» WRITTEN REQUEST:
Present the data from the line containing "Exercise. Point out the gloved" to the line containing "point(234, 432)", both included, as a Markdown table with the columns Row and Text. Number each row and skip blank lines.

» PROVIDED INFORMATION:
◇ ◇ ◇
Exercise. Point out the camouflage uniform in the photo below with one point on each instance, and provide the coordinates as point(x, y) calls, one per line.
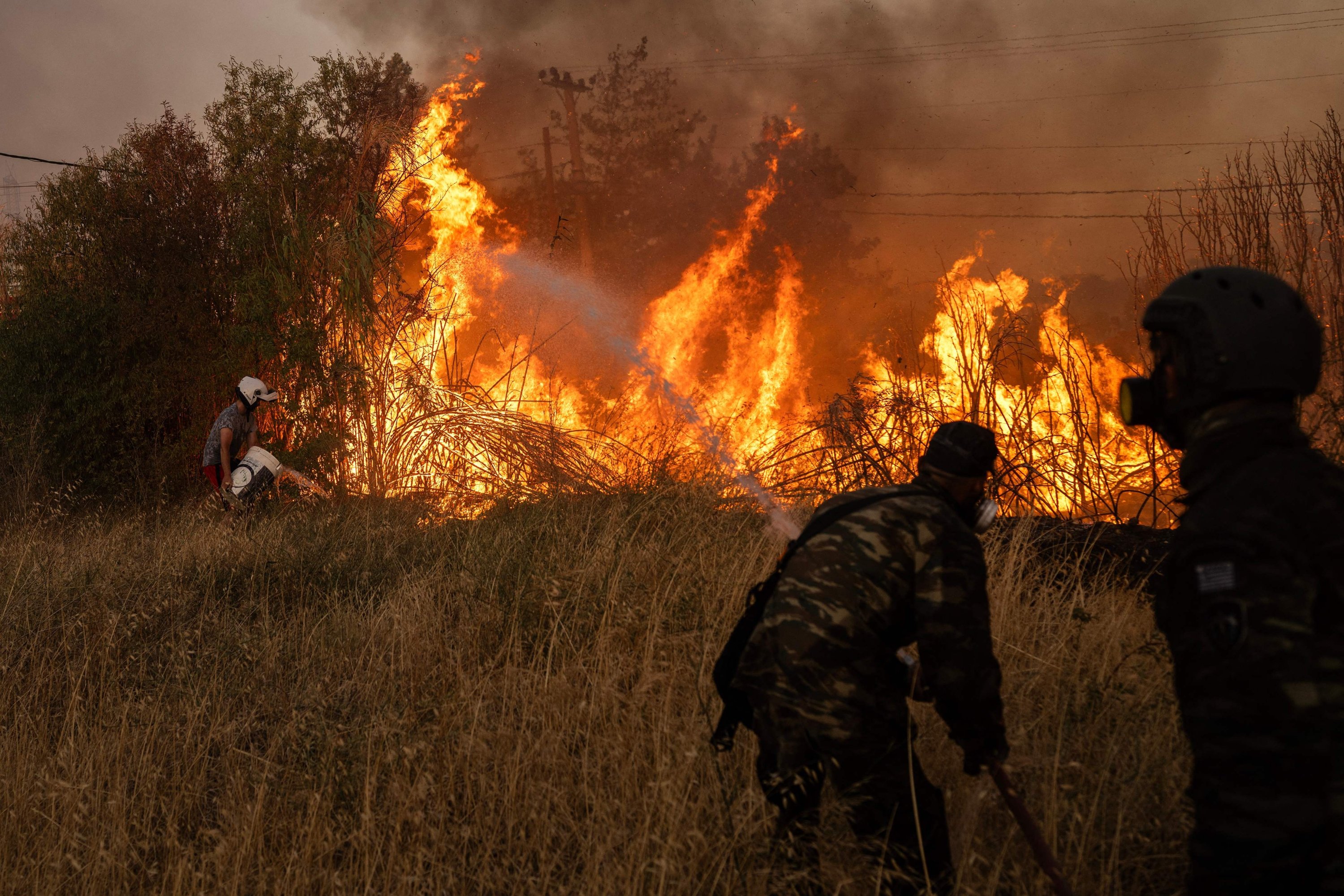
point(1253, 609)
point(828, 689)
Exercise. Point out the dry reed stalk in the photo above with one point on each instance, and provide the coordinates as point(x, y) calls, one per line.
point(1277, 209)
point(345, 699)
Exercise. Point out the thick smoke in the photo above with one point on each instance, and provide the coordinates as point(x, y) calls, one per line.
point(951, 103)
point(900, 124)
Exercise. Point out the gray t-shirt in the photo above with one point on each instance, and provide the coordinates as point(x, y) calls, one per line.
point(242, 426)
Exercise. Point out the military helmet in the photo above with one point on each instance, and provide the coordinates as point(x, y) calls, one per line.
point(1241, 332)
point(1229, 332)
point(961, 448)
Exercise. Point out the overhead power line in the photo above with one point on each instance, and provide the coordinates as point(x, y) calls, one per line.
point(1193, 189)
point(990, 41)
point(1007, 49)
point(924, 214)
point(1004, 148)
point(57, 162)
point(929, 214)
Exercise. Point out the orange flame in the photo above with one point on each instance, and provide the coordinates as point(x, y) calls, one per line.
point(746, 371)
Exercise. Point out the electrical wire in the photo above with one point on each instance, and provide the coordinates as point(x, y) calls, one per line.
point(961, 43)
point(924, 214)
point(929, 214)
point(1010, 52)
point(1008, 148)
point(56, 162)
point(1194, 189)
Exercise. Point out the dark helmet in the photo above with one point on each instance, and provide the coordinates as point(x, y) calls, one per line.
point(961, 448)
point(1228, 332)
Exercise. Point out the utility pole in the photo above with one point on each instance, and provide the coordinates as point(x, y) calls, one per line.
point(569, 93)
point(550, 177)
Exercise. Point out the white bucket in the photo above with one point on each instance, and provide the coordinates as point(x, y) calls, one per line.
point(254, 473)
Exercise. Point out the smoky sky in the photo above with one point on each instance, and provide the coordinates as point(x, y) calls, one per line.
point(976, 100)
point(74, 73)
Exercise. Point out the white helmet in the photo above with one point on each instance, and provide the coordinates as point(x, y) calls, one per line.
point(253, 390)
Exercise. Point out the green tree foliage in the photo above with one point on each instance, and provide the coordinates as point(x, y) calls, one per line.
point(658, 195)
point(312, 234)
point(115, 339)
point(148, 281)
point(654, 185)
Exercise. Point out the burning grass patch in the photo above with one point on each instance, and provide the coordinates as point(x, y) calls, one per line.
point(346, 699)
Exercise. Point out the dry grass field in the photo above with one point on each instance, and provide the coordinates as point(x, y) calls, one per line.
point(346, 700)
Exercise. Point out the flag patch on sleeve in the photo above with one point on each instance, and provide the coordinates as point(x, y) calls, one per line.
point(1213, 578)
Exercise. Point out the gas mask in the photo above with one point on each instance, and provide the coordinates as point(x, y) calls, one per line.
point(1143, 400)
point(984, 515)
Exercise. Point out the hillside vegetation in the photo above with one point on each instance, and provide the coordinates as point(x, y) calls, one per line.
point(347, 699)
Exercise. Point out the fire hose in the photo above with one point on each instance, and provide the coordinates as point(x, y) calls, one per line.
point(1030, 829)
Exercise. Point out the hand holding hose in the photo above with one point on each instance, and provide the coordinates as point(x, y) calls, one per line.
point(978, 754)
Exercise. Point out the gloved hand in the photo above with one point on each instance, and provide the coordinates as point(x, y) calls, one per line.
point(979, 753)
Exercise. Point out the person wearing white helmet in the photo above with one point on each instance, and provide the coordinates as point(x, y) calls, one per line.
point(234, 432)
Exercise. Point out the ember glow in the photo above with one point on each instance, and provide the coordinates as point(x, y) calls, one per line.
point(471, 425)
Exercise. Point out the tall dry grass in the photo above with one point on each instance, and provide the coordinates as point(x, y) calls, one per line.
point(346, 700)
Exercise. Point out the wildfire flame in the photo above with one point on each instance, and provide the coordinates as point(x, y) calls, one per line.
point(742, 373)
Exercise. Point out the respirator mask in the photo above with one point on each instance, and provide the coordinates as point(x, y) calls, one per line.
point(1143, 400)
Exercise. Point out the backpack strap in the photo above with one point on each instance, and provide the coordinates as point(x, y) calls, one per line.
point(737, 708)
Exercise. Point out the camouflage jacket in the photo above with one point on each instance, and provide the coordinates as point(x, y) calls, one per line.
point(900, 571)
point(1253, 595)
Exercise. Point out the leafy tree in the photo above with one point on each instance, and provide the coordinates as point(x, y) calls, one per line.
point(148, 281)
point(654, 185)
point(314, 237)
point(113, 340)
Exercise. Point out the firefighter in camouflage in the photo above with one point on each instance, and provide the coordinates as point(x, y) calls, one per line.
point(1252, 601)
point(828, 689)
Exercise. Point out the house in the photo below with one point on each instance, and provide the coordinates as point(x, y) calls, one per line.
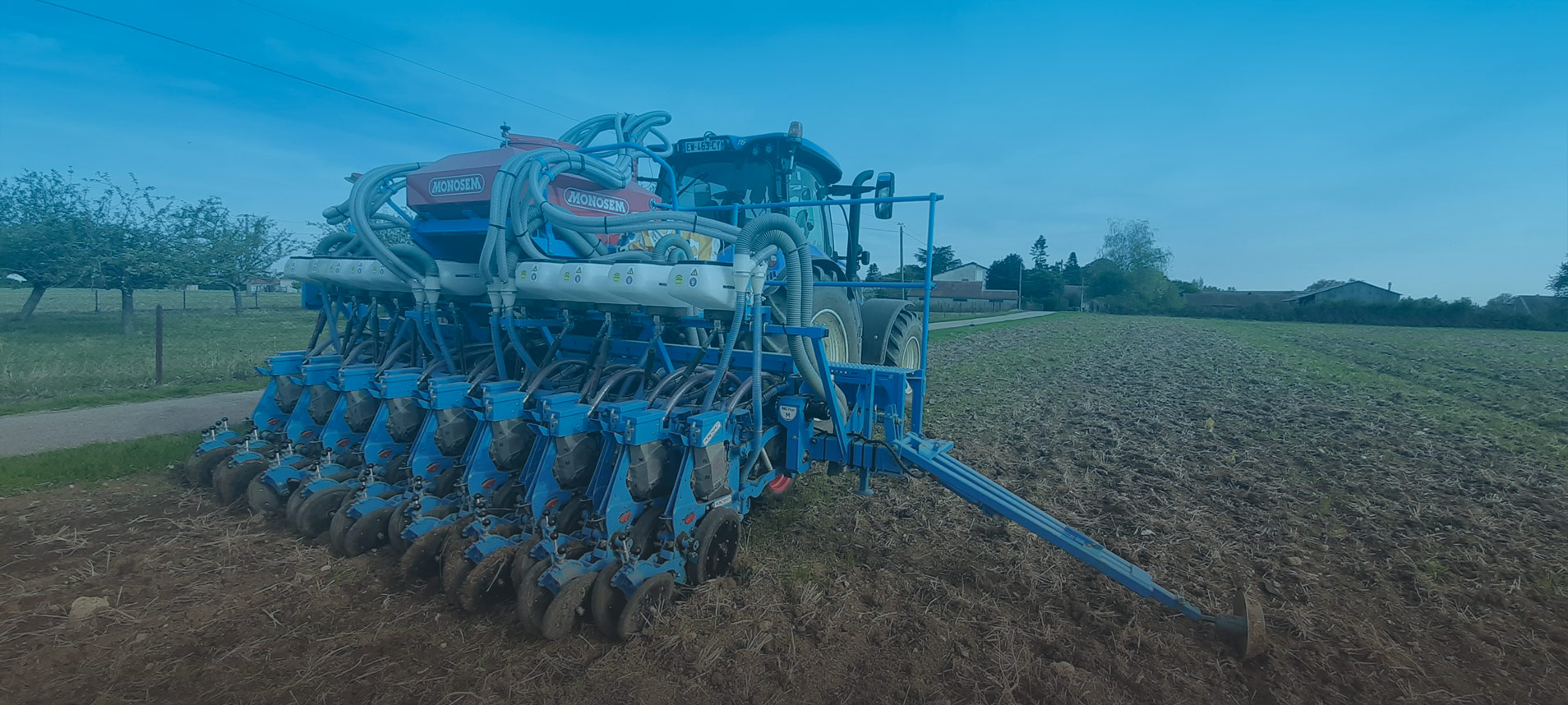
point(1234, 300)
point(968, 297)
point(1357, 292)
point(269, 285)
point(970, 271)
point(1073, 297)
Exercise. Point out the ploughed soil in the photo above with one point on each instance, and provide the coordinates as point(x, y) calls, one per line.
point(1405, 547)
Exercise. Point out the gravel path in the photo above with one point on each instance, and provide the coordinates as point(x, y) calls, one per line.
point(44, 431)
point(35, 433)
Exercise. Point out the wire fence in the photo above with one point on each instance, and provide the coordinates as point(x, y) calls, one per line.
point(107, 300)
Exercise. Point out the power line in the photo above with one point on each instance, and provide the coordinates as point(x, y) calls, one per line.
point(269, 69)
point(405, 58)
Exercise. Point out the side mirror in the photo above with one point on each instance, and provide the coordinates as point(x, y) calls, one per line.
point(885, 191)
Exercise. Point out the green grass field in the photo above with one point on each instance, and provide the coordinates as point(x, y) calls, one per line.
point(81, 300)
point(60, 361)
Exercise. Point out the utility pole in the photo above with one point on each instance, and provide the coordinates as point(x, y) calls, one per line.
point(901, 252)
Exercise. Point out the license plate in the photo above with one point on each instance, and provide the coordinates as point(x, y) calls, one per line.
point(706, 146)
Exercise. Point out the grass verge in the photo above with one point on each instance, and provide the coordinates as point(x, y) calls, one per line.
point(63, 361)
point(93, 463)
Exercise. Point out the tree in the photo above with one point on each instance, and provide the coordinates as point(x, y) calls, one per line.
point(1005, 274)
point(132, 243)
point(1559, 283)
point(1037, 254)
point(1043, 287)
point(229, 250)
point(44, 233)
point(1129, 245)
point(1501, 302)
point(943, 259)
point(1072, 274)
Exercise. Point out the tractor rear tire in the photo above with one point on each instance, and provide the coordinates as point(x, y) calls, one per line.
point(892, 334)
point(841, 319)
point(198, 469)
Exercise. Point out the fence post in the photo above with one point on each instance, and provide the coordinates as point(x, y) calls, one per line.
point(157, 352)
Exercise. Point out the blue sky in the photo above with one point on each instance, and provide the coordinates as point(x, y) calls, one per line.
point(1271, 145)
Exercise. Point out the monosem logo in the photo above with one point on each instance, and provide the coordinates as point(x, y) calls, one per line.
point(595, 201)
point(457, 185)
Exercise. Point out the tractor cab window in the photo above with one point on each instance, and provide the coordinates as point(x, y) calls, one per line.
point(725, 184)
point(805, 184)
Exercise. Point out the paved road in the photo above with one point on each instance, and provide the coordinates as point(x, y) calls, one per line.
point(44, 431)
point(1022, 316)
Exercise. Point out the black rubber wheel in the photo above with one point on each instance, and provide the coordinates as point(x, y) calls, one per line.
point(488, 582)
point(198, 469)
point(523, 561)
point(395, 470)
point(606, 602)
point(264, 499)
point(842, 320)
point(566, 608)
point(233, 480)
point(533, 599)
point(447, 482)
point(422, 556)
point(647, 602)
point(317, 511)
point(717, 542)
point(903, 342)
point(338, 530)
point(292, 506)
point(891, 334)
point(455, 564)
point(395, 523)
point(367, 533)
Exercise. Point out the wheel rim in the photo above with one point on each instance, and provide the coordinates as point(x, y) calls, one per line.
point(718, 555)
point(455, 566)
point(837, 339)
point(910, 352)
point(606, 602)
point(645, 605)
point(562, 616)
point(533, 599)
point(262, 499)
point(367, 533)
point(488, 580)
point(419, 561)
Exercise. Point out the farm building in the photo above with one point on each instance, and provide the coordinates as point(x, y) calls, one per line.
point(270, 285)
point(970, 298)
point(1234, 300)
point(1538, 306)
point(1357, 292)
point(970, 271)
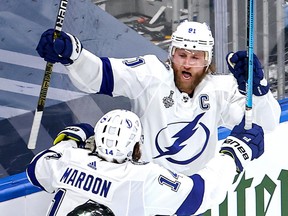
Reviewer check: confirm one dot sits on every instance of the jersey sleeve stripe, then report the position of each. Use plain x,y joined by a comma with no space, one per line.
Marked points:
107,84
31,169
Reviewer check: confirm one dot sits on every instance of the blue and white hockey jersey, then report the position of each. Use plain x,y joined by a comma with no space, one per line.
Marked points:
128,189
180,132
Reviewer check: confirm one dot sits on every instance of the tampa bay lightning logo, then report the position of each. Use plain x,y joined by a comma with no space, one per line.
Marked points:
180,137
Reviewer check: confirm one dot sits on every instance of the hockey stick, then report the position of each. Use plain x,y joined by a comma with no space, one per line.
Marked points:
46,80
250,50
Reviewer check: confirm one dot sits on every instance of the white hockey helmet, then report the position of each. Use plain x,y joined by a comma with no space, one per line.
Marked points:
193,36
116,134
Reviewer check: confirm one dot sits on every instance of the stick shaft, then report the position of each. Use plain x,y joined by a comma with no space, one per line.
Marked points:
250,51
46,80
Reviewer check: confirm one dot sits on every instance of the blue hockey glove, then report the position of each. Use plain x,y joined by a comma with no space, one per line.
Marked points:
65,49
78,132
244,145
238,65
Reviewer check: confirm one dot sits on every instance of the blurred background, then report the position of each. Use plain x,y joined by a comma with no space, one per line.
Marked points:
157,19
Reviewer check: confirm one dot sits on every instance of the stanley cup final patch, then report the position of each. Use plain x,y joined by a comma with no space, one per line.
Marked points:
168,101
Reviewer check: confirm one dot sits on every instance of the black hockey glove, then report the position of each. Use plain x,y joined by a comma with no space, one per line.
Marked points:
65,49
238,65
244,145
79,133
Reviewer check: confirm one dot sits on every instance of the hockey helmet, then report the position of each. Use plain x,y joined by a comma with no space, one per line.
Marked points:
116,134
193,36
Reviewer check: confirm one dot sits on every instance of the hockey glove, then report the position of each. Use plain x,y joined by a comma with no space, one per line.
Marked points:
80,133
238,65
65,49
244,145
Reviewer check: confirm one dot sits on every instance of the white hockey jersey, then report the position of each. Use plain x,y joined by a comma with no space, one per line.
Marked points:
180,132
128,189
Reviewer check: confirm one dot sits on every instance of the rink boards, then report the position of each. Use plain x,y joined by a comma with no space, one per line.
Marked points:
261,190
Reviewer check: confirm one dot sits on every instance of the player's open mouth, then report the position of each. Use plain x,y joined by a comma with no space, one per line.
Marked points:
186,75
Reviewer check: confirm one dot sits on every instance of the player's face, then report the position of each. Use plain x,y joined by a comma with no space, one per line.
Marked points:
189,69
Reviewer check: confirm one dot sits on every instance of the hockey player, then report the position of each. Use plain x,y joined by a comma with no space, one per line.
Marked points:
104,175
181,103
◇ ◇ ◇
» RESULT OF THE TASK:
| Row | Text |
|---|---|
| 1 | Exercise. Point out the gloved hand in the photo above with one point on each instance, and provide the coordinates as point(x, y) calls, one per line. |
| 2 | point(979, 753) |
| 3 | Exercise. Point out the person wearing white helmet in the photo above with one point on each instance, and provide the coordinates as point(x, y) calls, one per line. |
| 4 | point(234, 432) |